Page

—————

What are the keys to German business culture?
Products Made in Germany enjoy an excellent reputation around the globe. According to a recent article by Deutsche Welle German exports hit record high in 2014 with a 3.7% increase compared to 2013.
So there are many good reasons to do business with Germans. But what do potential business partners need to know?
Here are 3 keys to successful cooperation…
The Mittelstand is an essential driver of Germany’s economy. Innovative products are developed by these highly specialised, mainly family-owned businesses. They are often global market leaders in their field of expertise.
According to an article in the Economist the German Mittelstand depends on delicate relationships between schools and companies as well as capital and labour. Thus it can be doubted that this model can easily be reconstituted in another country.
For a deeper understanding of the German Mittelstand phenomena I recommend watching the film Global Player by Hannes Stöhr. It tells a touching story of a Mittelstand company dealing with the realities of globalisation. In a rapidly changing world Mittelstand businesses are realising that they can no longer just stay in small-town Germany.

—————

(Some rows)
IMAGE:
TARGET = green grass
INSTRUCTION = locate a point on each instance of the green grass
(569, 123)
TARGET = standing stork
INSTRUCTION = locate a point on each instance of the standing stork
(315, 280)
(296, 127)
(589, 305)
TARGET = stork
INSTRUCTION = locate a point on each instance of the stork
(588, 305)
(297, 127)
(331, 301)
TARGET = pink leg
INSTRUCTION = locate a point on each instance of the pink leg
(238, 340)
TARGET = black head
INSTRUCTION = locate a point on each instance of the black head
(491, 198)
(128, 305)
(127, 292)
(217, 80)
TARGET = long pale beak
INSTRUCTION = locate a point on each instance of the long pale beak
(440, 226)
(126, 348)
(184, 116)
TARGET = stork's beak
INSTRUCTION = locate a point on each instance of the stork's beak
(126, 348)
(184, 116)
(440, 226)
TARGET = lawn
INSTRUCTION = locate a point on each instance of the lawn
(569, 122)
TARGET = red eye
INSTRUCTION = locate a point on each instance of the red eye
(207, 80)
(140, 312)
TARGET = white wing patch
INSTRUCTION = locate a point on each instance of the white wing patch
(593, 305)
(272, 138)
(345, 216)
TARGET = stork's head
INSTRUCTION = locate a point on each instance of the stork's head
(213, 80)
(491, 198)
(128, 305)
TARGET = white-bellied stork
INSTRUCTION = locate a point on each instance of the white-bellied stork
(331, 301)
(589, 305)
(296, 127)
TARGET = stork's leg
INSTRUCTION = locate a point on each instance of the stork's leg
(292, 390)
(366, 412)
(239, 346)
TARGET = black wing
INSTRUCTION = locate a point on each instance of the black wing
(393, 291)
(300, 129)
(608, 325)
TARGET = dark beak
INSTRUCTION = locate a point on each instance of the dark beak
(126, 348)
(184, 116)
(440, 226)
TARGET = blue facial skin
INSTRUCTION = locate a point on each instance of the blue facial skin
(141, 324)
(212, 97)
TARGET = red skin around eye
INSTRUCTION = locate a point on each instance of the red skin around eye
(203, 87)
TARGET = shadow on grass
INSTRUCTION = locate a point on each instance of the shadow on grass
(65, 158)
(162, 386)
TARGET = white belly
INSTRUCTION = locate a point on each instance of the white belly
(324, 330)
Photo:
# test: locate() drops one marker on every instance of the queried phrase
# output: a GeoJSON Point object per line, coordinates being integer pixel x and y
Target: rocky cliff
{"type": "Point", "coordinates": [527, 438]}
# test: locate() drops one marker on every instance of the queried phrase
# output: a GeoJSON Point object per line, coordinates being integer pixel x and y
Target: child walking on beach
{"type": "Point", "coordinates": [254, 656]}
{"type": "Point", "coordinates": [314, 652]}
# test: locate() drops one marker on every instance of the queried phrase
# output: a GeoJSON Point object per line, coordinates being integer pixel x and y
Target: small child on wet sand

—————

Exercise task
Write out the full page on German business culture word for word, from its opening question through its last sentence.

Correct answer
What are the keys to German business culture?
Products Made in Germany enjoy an excellent reputation around the globe. According to a recent article by Deutsche Welle German exports hit record high in 2014 with a 3.7% increase compared to 2013.
So there are many good reasons to do business with Germans. But what do potential business partners need to know?
Here are 3 keys to successful cooperation…
The Mittelstand is an essential driver of Germany’s economy. Innovative products are developed by these highly specialised, mainly family-owned businesses. They are often global market leaders in their field of expertise.
According to an article in the Economist the German Mittelstand depends on delicate relationships between schools and companies as well as capital and labour. Thus it can be doubted that this model can easily be reconstituted in another country.
For a deeper understanding of the German Mittelstand phenomena I recommend watching the film Global Player by Hannes Stöhr. It tells a touching story of a Mittelstand company dealing with the realities of globalisation. In a rapidly changing world Mittelstand businesses are realising that they can no longer just stay in small-town Germany.